:: Given records ::
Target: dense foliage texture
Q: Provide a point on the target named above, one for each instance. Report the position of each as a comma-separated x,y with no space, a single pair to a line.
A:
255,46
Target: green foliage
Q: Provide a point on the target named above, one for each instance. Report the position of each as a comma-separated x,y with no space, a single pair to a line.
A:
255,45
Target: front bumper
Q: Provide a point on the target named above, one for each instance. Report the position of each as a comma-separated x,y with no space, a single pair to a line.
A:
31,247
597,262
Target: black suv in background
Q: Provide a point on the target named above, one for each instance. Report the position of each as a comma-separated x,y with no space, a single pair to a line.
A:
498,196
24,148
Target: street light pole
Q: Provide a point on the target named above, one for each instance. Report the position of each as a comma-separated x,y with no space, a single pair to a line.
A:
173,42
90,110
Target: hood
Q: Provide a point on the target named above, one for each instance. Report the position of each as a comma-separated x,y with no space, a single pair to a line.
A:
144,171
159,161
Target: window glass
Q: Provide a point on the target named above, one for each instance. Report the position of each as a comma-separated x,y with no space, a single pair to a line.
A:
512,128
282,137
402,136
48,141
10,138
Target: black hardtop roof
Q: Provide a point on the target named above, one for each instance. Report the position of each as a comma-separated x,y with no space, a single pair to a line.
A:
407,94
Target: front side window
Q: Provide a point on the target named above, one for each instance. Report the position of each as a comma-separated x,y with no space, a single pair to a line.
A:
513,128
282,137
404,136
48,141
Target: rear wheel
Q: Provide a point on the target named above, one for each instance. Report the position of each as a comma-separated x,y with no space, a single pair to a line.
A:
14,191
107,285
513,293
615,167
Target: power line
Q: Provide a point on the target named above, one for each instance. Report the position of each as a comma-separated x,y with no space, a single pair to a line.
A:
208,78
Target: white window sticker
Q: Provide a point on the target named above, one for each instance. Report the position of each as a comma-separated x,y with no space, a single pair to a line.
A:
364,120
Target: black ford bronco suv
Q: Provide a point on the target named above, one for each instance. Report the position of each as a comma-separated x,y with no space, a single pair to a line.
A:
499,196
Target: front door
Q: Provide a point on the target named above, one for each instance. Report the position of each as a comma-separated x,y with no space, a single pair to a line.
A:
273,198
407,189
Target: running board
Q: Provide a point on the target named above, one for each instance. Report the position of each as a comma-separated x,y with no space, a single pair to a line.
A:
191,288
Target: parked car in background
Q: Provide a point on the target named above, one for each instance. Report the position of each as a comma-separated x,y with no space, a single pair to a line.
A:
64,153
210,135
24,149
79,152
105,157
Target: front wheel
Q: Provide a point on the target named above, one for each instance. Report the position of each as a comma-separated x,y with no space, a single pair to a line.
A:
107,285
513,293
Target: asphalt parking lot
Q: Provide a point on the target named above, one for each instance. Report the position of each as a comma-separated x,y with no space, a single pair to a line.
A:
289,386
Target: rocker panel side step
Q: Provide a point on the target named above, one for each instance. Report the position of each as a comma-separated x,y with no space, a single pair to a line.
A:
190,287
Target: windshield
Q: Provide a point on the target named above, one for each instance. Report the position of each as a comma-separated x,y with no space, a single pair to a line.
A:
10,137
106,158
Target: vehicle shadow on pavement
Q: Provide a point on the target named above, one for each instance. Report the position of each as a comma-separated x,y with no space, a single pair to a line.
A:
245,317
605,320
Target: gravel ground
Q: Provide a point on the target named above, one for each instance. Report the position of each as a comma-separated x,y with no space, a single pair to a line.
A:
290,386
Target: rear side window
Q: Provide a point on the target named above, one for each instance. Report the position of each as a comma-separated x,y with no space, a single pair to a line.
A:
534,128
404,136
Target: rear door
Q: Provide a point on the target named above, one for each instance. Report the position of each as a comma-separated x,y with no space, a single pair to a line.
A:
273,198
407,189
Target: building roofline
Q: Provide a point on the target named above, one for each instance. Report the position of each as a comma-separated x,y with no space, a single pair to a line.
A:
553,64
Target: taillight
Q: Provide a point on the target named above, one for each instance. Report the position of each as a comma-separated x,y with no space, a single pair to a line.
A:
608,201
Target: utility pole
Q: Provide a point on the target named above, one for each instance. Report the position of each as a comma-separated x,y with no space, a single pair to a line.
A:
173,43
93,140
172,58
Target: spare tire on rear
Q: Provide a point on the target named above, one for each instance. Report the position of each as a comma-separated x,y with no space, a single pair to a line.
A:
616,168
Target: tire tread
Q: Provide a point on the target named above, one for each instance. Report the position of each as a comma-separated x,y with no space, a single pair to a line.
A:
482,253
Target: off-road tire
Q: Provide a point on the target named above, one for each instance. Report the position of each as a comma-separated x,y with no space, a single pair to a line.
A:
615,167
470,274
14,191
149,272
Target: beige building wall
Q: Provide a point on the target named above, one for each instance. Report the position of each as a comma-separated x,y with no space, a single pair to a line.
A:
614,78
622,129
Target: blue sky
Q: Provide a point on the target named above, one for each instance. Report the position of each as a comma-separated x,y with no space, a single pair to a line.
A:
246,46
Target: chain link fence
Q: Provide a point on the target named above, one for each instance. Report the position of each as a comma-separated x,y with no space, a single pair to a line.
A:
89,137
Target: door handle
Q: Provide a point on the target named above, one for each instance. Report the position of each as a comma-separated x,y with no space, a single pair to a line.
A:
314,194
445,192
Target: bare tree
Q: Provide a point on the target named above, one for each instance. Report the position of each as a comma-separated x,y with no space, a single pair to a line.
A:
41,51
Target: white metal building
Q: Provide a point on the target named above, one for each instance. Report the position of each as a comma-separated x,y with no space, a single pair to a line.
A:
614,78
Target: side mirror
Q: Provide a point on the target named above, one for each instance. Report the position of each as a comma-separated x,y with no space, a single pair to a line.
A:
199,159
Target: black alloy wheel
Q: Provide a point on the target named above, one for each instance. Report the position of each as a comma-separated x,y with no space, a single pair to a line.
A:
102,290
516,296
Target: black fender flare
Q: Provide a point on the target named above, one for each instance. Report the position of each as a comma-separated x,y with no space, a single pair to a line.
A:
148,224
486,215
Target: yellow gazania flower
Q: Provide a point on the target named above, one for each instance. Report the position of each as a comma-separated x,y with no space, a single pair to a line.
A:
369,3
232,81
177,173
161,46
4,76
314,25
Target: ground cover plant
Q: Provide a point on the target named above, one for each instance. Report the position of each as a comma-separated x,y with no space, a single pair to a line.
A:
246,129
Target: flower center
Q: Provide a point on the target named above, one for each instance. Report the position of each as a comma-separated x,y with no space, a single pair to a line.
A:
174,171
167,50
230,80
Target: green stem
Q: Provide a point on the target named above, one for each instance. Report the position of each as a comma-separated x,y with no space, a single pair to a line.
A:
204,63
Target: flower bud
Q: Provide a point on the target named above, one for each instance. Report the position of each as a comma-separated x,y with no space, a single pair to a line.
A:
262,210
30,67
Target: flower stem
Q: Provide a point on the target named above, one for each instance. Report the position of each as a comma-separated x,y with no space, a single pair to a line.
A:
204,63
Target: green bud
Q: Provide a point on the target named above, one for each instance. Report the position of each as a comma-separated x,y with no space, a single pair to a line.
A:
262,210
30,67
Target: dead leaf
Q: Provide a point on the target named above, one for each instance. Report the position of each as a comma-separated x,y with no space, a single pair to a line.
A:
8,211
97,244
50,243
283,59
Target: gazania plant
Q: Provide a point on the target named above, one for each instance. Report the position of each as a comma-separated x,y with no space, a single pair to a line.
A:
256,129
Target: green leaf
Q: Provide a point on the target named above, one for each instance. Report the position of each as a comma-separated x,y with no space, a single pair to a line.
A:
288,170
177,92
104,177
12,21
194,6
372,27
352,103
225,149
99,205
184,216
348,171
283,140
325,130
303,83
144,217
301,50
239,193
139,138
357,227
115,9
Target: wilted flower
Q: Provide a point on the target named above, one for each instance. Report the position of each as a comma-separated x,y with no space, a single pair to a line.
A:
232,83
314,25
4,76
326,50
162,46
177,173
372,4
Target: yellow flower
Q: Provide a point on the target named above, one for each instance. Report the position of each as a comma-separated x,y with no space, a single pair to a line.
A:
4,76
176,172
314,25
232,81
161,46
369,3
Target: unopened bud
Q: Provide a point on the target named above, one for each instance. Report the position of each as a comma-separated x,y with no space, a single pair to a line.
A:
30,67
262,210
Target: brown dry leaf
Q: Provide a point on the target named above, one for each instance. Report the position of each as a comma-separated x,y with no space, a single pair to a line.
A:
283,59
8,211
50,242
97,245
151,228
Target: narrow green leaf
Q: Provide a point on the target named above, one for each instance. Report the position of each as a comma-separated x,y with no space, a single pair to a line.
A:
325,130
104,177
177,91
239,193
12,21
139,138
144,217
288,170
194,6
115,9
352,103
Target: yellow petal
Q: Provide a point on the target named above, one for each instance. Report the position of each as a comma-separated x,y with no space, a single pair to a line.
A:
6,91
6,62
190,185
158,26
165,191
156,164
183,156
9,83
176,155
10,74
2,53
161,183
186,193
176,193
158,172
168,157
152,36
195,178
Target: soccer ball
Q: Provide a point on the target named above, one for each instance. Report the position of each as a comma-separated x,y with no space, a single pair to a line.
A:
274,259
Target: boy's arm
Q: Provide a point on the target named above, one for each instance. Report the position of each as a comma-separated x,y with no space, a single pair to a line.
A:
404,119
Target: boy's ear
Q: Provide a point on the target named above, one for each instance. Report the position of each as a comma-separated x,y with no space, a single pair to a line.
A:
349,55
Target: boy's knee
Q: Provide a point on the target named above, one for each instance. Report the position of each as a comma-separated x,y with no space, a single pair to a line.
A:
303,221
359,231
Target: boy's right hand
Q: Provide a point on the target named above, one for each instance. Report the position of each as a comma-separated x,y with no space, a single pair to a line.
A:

:: Work to complete ::
Reproduce precisely the span of lines that begins at the line containing "Target: boy's ear" and ends with the last line of the listing.

:: Solution to this problem ::
Target: boy's ear
Q: Provide a point on the target named above, one for each instance. Report the position of each as a comma-separated x,y with no space, a single pair to a line.
A:
349,55
Target: boy's knee
Q: Provide a point on the target named above, one for each instance. Report the position of each as a comma-separated x,y with no space, a single pair to a line.
A:
303,221
359,231
Target: boy's right hand
Q: Provide a point on the target named above, one for each instance. Report the position of each as a comma-separated x,y with no space, a single pair to a line.
A:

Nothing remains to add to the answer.